Write out the entries below in full, exactly as given.

==========

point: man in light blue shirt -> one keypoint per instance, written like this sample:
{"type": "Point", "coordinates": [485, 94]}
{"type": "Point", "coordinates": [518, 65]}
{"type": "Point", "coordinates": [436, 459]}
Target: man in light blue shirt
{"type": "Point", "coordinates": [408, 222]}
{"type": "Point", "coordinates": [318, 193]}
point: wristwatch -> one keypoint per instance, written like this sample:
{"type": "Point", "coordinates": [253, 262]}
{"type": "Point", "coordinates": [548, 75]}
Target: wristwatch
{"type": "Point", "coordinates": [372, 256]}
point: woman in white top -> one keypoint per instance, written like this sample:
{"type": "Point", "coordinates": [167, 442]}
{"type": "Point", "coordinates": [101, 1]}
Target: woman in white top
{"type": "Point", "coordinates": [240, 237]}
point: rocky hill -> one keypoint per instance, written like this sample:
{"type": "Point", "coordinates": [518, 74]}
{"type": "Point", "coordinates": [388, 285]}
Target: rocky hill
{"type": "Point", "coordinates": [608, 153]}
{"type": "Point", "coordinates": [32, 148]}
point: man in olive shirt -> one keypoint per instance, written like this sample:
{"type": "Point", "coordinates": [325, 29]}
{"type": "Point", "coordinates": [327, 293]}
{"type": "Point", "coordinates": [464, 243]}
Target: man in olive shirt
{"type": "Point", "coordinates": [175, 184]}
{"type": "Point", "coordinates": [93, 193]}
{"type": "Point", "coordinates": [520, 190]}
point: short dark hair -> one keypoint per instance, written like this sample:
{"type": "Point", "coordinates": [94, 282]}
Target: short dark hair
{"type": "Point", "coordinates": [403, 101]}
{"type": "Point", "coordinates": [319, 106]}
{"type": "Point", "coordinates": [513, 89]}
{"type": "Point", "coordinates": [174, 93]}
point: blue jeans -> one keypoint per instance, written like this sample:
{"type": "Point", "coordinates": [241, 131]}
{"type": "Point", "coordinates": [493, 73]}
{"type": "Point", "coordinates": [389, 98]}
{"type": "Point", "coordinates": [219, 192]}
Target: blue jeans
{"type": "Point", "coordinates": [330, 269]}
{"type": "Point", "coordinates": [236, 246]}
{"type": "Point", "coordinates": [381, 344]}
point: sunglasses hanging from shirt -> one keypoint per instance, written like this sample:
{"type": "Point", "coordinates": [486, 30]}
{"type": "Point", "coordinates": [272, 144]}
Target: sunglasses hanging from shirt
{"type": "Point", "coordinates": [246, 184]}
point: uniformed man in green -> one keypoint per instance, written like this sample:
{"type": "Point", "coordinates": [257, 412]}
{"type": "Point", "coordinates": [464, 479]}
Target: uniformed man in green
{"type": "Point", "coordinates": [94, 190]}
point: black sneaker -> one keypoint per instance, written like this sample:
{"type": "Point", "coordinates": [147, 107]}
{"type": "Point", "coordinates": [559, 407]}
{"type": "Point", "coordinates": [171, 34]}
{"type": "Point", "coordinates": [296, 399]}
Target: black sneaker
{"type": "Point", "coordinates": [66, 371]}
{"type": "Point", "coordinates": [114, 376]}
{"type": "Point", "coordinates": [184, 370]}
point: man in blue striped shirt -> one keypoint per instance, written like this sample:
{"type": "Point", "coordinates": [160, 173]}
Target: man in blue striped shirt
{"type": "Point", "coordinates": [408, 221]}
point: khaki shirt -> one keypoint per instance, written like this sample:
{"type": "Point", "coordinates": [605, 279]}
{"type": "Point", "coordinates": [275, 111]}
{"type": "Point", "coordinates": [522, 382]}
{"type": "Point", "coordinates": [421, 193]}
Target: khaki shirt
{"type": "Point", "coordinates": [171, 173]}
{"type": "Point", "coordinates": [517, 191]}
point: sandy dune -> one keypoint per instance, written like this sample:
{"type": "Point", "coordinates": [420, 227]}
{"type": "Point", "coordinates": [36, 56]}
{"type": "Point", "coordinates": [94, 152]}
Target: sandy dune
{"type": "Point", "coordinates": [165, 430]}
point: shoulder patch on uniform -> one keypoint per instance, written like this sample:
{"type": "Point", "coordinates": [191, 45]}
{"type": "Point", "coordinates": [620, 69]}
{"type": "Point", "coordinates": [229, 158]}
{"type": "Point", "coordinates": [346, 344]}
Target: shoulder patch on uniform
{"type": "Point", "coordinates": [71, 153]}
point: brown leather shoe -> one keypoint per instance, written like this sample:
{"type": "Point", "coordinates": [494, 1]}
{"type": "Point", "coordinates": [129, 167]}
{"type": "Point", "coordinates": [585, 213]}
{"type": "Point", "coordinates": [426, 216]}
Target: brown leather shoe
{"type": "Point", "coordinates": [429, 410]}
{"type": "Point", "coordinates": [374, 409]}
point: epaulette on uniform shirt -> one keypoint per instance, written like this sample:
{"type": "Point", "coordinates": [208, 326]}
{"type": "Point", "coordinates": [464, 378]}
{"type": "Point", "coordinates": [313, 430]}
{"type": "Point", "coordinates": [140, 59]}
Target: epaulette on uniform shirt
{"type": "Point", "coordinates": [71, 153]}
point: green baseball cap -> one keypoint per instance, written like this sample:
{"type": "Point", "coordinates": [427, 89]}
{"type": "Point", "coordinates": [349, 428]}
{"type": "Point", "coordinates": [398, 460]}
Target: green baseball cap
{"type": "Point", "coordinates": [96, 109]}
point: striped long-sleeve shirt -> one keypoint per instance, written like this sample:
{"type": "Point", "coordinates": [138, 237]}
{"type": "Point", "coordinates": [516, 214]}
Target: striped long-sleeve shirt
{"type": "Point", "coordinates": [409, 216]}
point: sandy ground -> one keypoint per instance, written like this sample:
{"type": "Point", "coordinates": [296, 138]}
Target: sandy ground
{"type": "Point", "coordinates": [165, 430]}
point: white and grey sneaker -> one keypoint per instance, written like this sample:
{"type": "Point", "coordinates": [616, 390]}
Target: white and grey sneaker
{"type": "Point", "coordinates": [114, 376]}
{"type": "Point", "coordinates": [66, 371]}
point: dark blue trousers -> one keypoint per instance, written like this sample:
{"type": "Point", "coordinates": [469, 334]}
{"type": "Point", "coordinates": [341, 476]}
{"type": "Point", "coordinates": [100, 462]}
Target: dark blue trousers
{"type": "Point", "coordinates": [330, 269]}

==========

● Solved exercise:
point: man in light blue shirt -> one keypoint per instance, written like this sample:
{"type": "Point", "coordinates": [485, 94]}
{"type": "Point", "coordinates": [518, 65]}
{"type": "Point", "coordinates": [436, 459]}
Target: man in light blue shirt
{"type": "Point", "coordinates": [408, 222]}
{"type": "Point", "coordinates": [318, 193]}
point: wristwatch -> one keypoint per instance, written like this sample:
{"type": "Point", "coordinates": [253, 262]}
{"type": "Point", "coordinates": [548, 75]}
Target: wristwatch
{"type": "Point", "coordinates": [372, 256]}
point: woman in white top -> one keypoint per instance, written like this sample:
{"type": "Point", "coordinates": [167, 442]}
{"type": "Point", "coordinates": [101, 1]}
Target: woman in white top
{"type": "Point", "coordinates": [240, 237]}
point: rocky hill -> one keypoint per instance, written like this sample:
{"type": "Point", "coordinates": [518, 74]}
{"type": "Point", "coordinates": [388, 285]}
Target: rocky hill
{"type": "Point", "coordinates": [608, 153]}
{"type": "Point", "coordinates": [32, 148]}
point: man in olive shirt -> one keypoint per instance, written like this sample:
{"type": "Point", "coordinates": [325, 29]}
{"type": "Point", "coordinates": [327, 293]}
{"type": "Point", "coordinates": [464, 243]}
Target: man in olive shirt
{"type": "Point", "coordinates": [175, 184]}
{"type": "Point", "coordinates": [93, 193]}
{"type": "Point", "coordinates": [520, 190]}
point: short dark hair -> one keypoint per instance, written like this sample:
{"type": "Point", "coordinates": [94, 282]}
Target: short dark hair
{"type": "Point", "coordinates": [403, 101]}
{"type": "Point", "coordinates": [319, 106]}
{"type": "Point", "coordinates": [513, 89]}
{"type": "Point", "coordinates": [174, 93]}
point: blue jeans -> one keypoint per instance, written like this sample:
{"type": "Point", "coordinates": [241, 131]}
{"type": "Point", "coordinates": [493, 73]}
{"type": "Point", "coordinates": [389, 98]}
{"type": "Point", "coordinates": [219, 192]}
Target: blue jeans
{"type": "Point", "coordinates": [330, 269]}
{"type": "Point", "coordinates": [236, 246]}
{"type": "Point", "coordinates": [381, 344]}
point: sunglasses hanging from shirt -> one keypoint per instance, written like this sample:
{"type": "Point", "coordinates": [486, 30]}
{"type": "Point", "coordinates": [272, 144]}
Target: sunglasses hanging from shirt
{"type": "Point", "coordinates": [246, 184]}
point: uniformed man in green -> one keypoint per instance, written like this sample:
{"type": "Point", "coordinates": [257, 412]}
{"type": "Point", "coordinates": [464, 479]}
Target: uniformed man in green
{"type": "Point", "coordinates": [94, 190]}
point: black sneaker -> one keypoint per instance, written like this sample:
{"type": "Point", "coordinates": [147, 107]}
{"type": "Point", "coordinates": [559, 407]}
{"type": "Point", "coordinates": [171, 34]}
{"type": "Point", "coordinates": [296, 399]}
Target: black sneaker
{"type": "Point", "coordinates": [66, 371]}
{"type": "Point", "coordinates": [114, 376]}
{"type": "Point", "coordinates": [184, 370]}
point: man in blue striped shirt -> one keypoint per instance, written like this sample:
{"type": "Point", "coordinates": [160, 173]}
Target: man in blue striped shirt
{"type": "Point", "coordinates": [408, 221]}
point: khaki shirt -> one keypoint per instance, written like this sample:
{"type": "Point", "coordinates": [605, 279]}
{"type": "Point", "coordinates": [275, 111]}
{"type": "Point", "coordinates": [522, 382]}
{"type": "Point", "coordinates": [421, 193]}
Target: khaki shirt
{"type": "Point", "coordinates": [171, 173]}
{"type": "Point", "coordinates": [517, 191]}
point: sandy dune -> one keypoint per instance, written like this sample:
{"type": "Point", "coordinates": [420, 227]}
{"type": "Point", "coordinates": [36, 56]}
{"type": "Point", "coordinates": [94, 152]}
Target: sandy dune
{"type": "Point", "coordinates": [165, 430]}
point: shoulder patch on uniform -> one keypoint per instance, written like this sample:
{"type": "Point", "coordinates": [191, 45]}
{"type": "Point", "coordinates": [620, 69]}
{"type": "Point", "coordinates": [229, 158]}
{"type": "Point", "coordinates": [346, 344]}
Target: shoulder patch on uniform
{"type": "Point", "coordinates": [71, 153]}
point: brown leather shoe -> one keypoint per instance, written like this sample:
{"type": "Point", "coordinates": [494, 1]}
{"type": "Point", "coordinates": [129, 167]}
{"type": "Point", "coordinates": [585, 213]}
{"type": "Point", "coordinates": [426, 216]}
Target: brown leather shoe
{"type": "Point", "coordinates": [429, 410]}
{"type": "Point", "coordinates": [374, 409]}
point: epaulette on uniform shirt -> one keypoint per instance, written like this sample:
{"type": "Point", "coordinates": [208, 326]}
{"type": "Point", "coordinates": [464, 378]}
{"type": "Point", "coordinates": [313, 430]}
{"type": "Point", "coordinates": [140, 59]}
Target: epaulette on uniform shirt
{"type": "Point", "coordinates": [71, 153]}
point: green baseball cap -> one keypoint per instance, written like this sample:
{"type": "Point", "coordinates": [427, 89]}
{"type": "Point", "coordinates": [349, 428]}
{"type": "Point", "coordinates": [398, 460]}
Target: green baseball cap
{"type": "Point", "coordinates": [96, 109]}
point: striped long-sleeve shirt -> one keypoint per instance, written like this sample:
{"type": "Point", "coordinates": [138, 237]}
{"type": "Point", "coordinates": [516, 214]}
Target: striped long-sleeve shirt
{"type": "Point", "coordinates": [409, 216]}
point: sandy ground -> one keypoint per instance, written like this sample:
{"type": "Point", "coordinates": [296, 138]}
Target: sandy ground
{"type": "Point", "coordinates": [165, 430]}
point: white and grey sneaker -> one keypoint per instance, written like this sample:
{"type": "Point", "coordinates": [616, 390]}
Target: white and grey sneaker
{"type": "Point", "coordinates": [114, 376]}
{"type": "Point", "coordinates": [66, 371]}
point: dark blue trousers -> one keypoint per instance, written like this sample:
{"type": "Point", "coordinates": [469, 334]}
{"type": "Point", "coordinates": [341, 476]}
{"type": "Point", "coordinates": [100, 462]}
Target: dark blue trousers
{"type": "Point", "coordinates": [330, 269]}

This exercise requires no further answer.